*What to work on:*
Answer these questions about the archetype attribution discussion:
(a) For which two cancers is the set of 13606 archetypes to be created?
(b) Which license does the reply say applies to all openEHR.org archetypes hosted at the openEHR Clinical Knowledge Manager?
(c) Who is named as the author of the openEHR archetype?

Archetype authoring attribution

Hello,

Back again with the licensing topic of archetypes, with a real use case.

We have been asked to help in creating a set of 13606 archetypes for breast and prostate cancer. Although they will probably incorporate some new requirements, the main source will be some of the openEHR archetypes available at the CKM.
Assuming that the have adopted a CC-BY(-SA) license (I cannot recall which is the state of that discussion), the doubts are the following:

  • Converting the archetype to a new reference model is considered as a derivation? Or the openEHR archetype is considered just as a reference material as could be any textbook or paper?
  • The author of the new archetype has to be the one of the openEHR archetype (Ian McNicoll btw) or the person who in fact creates the new RM-based archetype?

The underlying question here that should be clarified is to define which is the extension of the concept “derived work”.

David

David,

openEHR:
Creative Commons license CC-BY-SA 2.0, applying to all openEHR.org achetypes hosted at the openEHR Clinical Knowledge Manager (CKM).
http://creativecommons.org/licenses/by-sa/2.0/

My simplistic understanding.

A derived work has to be derived.
So when you use the information and transpose it as constraints on an other RM,
then I consider this new archetype as derived from that new RM it is transposed to.

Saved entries
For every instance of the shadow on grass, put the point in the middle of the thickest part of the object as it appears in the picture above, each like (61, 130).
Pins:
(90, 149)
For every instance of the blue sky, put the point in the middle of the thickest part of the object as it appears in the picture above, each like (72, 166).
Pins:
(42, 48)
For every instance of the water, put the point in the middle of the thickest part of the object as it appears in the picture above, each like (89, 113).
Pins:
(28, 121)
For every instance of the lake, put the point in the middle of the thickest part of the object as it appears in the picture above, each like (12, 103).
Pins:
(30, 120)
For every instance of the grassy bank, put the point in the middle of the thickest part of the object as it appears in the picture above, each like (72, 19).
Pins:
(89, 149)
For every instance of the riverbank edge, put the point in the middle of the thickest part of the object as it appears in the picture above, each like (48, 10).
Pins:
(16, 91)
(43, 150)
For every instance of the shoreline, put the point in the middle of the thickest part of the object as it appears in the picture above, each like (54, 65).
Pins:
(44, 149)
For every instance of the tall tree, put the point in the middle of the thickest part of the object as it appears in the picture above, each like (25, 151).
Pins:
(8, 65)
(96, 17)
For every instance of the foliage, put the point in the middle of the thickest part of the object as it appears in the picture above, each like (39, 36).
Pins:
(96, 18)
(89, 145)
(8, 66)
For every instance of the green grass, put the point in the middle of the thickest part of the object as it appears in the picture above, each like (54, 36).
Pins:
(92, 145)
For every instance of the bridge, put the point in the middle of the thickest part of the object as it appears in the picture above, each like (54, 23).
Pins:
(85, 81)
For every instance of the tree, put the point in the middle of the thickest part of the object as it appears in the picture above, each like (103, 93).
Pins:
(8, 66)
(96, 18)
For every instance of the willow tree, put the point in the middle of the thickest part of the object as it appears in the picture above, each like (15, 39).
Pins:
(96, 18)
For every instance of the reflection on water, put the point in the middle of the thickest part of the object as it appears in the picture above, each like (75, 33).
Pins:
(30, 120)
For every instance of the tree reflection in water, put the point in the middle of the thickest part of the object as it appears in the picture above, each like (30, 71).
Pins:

*Answer to this problem:*
(a) Breast and prostate cancer
(b) Creative Commons license CC-BY-SA 2.0
(c) Ian McNicoll